* EXERCISE DESCRIPTION
When the line containing "Spot the yellow snorkel, then" is reached, copy it and each subsequent line of the material below exactly, through the last line.

** EXERCISE MATERIAL follows **

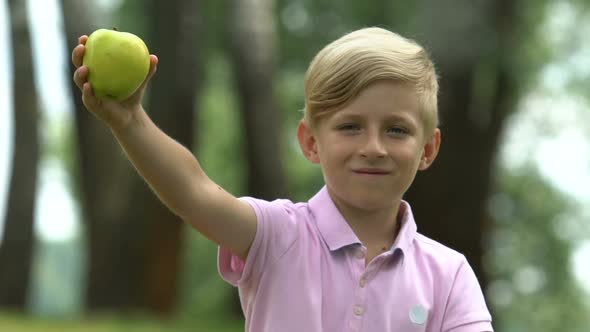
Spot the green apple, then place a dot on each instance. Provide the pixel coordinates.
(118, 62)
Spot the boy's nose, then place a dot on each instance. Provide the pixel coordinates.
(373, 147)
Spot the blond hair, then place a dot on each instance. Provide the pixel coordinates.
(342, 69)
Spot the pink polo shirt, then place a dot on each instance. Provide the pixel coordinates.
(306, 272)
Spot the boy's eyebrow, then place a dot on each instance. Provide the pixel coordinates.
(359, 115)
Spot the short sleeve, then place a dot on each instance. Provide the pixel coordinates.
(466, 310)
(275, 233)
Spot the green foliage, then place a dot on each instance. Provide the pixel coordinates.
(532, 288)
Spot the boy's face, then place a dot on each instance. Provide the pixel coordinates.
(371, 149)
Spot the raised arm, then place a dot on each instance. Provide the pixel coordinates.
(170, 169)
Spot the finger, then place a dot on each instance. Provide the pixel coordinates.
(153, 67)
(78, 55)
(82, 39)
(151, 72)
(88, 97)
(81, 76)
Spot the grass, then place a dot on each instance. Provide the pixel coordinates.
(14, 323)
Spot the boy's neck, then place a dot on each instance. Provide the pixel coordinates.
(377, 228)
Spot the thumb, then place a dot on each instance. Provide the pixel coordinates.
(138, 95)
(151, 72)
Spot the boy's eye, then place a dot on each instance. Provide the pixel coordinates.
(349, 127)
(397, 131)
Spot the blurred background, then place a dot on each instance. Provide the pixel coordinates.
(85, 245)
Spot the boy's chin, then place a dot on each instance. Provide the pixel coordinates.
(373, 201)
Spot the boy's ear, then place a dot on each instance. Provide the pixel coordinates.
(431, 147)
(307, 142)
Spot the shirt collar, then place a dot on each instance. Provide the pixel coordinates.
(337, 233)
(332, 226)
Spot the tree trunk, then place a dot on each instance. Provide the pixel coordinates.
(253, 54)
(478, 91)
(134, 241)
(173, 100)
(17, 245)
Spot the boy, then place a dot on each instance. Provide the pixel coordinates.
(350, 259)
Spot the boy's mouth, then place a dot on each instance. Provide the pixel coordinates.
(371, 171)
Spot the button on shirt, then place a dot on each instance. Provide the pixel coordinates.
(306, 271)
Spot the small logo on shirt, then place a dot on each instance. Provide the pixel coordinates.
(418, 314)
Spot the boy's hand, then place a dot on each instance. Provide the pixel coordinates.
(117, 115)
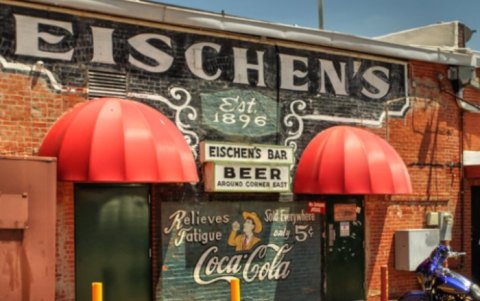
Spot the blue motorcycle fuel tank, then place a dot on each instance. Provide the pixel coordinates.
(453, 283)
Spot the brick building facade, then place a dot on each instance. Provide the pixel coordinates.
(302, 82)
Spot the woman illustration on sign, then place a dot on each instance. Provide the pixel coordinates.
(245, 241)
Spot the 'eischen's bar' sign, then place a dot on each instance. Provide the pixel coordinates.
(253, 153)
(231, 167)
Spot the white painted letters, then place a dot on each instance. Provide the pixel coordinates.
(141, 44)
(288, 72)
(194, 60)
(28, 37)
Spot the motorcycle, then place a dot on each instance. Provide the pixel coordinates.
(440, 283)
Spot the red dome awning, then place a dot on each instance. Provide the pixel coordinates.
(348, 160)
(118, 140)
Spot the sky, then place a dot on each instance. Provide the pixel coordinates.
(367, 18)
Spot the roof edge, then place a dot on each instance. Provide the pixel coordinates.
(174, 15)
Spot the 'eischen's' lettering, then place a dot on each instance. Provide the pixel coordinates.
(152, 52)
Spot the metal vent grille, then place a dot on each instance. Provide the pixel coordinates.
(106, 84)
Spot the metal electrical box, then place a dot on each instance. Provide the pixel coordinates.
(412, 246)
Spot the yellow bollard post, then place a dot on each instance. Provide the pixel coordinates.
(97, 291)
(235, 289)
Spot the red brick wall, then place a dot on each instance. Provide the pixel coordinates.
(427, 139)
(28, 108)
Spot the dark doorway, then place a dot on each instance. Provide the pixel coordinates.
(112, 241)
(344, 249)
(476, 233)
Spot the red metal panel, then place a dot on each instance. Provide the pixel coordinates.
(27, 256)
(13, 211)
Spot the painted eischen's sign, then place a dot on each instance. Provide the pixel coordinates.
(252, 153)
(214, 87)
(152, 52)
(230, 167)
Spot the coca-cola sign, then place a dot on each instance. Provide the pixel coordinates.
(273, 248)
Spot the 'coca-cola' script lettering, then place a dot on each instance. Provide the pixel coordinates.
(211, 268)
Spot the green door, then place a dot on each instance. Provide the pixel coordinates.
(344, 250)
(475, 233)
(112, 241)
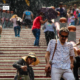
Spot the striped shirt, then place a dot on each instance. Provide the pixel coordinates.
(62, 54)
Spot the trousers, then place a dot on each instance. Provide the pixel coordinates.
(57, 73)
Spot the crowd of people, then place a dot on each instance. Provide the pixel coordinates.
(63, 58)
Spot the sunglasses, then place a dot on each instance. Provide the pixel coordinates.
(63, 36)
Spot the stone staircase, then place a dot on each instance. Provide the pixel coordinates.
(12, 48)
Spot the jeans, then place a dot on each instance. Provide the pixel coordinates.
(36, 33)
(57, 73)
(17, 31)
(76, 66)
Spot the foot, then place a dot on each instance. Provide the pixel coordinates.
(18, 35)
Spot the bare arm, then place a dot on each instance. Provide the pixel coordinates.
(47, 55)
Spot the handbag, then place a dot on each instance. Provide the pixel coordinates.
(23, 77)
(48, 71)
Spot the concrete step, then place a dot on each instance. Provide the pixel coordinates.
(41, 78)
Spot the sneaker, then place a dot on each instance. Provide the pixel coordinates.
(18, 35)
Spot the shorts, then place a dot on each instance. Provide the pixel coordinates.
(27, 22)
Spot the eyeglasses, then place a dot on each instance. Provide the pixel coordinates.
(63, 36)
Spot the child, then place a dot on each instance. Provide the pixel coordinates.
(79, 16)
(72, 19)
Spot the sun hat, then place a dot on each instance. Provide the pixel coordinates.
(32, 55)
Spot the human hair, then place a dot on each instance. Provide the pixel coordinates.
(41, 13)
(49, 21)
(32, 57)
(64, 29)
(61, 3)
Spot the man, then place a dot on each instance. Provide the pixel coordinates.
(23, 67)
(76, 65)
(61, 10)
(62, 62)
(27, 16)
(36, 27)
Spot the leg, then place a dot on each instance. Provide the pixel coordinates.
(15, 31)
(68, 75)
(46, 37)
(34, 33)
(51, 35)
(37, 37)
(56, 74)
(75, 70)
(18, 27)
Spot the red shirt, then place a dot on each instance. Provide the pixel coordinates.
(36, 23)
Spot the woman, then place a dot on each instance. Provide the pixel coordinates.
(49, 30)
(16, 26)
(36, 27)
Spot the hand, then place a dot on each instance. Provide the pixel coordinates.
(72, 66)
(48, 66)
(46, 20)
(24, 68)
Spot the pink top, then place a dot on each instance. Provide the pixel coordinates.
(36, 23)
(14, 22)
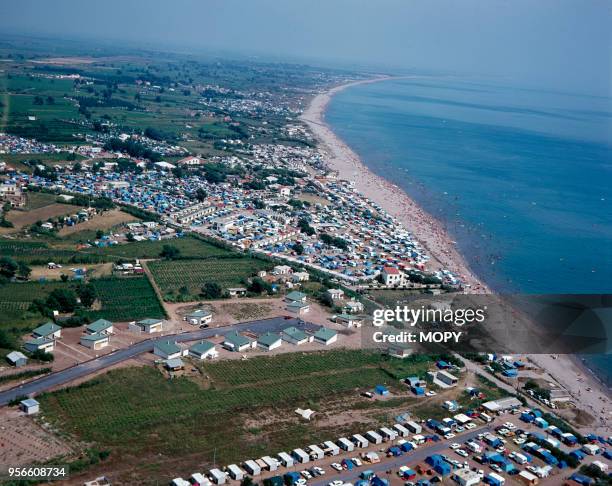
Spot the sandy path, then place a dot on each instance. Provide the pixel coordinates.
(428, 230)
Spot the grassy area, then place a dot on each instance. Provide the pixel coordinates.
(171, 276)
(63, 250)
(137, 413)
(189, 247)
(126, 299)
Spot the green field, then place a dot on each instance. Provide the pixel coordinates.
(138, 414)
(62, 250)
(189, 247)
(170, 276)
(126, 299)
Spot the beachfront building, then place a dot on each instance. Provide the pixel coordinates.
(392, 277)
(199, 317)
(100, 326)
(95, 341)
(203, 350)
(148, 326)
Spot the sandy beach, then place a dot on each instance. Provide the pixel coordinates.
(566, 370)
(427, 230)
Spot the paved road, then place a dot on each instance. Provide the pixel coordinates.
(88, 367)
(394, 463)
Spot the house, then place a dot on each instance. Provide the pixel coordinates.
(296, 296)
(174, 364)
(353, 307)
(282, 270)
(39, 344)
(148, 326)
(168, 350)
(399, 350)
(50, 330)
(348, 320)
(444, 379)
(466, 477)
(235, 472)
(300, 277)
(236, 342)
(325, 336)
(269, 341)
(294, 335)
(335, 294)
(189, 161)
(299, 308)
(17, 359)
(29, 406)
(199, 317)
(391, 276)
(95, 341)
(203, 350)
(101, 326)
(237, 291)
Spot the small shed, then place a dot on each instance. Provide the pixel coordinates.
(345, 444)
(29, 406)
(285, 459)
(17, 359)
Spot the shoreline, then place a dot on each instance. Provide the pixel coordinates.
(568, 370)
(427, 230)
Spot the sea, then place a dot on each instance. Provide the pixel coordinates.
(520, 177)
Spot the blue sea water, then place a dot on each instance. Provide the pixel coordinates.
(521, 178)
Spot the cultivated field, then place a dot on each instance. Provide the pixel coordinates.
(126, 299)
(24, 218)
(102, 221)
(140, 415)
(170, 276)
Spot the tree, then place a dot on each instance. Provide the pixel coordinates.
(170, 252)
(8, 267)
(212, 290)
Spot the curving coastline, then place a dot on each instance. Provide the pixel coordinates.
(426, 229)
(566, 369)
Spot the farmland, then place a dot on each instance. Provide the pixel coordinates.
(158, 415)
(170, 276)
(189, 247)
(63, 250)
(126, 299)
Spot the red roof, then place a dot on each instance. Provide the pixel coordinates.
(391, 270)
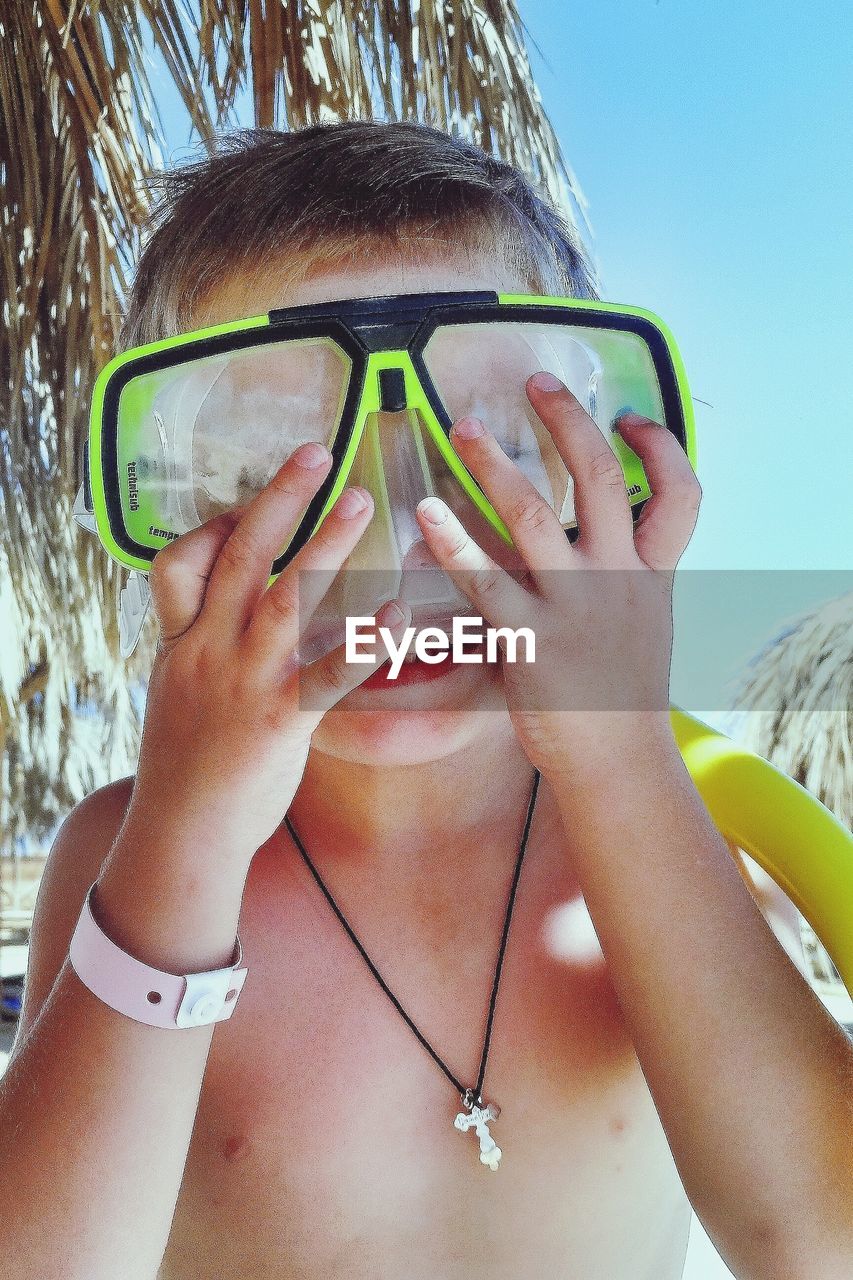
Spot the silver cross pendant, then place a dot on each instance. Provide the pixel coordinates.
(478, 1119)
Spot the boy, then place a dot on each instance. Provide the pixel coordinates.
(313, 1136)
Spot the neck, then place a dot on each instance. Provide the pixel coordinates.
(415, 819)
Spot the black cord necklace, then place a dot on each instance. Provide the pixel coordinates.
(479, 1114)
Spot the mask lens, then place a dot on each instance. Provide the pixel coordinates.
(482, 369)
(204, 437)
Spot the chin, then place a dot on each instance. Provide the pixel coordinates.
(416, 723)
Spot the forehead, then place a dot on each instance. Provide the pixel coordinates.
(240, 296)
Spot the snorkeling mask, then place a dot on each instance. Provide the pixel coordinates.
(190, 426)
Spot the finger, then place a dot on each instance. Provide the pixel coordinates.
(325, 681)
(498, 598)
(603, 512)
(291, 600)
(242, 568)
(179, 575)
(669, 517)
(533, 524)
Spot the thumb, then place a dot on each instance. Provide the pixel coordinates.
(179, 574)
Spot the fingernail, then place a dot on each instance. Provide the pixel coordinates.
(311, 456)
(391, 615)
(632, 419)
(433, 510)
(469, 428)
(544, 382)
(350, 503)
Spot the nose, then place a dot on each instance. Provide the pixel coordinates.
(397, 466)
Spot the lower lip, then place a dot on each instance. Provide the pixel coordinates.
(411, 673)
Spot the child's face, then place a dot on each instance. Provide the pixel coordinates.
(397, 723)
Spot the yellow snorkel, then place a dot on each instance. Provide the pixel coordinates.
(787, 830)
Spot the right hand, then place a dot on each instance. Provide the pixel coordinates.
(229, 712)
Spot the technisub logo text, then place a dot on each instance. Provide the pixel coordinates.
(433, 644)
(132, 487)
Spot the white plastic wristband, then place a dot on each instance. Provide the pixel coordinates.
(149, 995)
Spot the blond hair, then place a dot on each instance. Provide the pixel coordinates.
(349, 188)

** End of EXERCISE MATERIAL **

* ANSWER SPACE
Spot the yellow snorkel, then place a dot on each instance. Provide the pixel coordinates.
(787, 830)
Spot the right hand, then place a dot on each instance. Provide the pixel coordinates.
(229, 712)
Spot the technisub logo text, then place a dot on each instance. Provide the pixel coordinates.
(433, 644)
(132, 487)
Spot the white plastic wristband, then place a dot on each instance. Provide the pixel coordinates.
(149, 995)
Spot the blond hair, then place a dot on each instance. Provide the pixel coordinates.
(349, 188)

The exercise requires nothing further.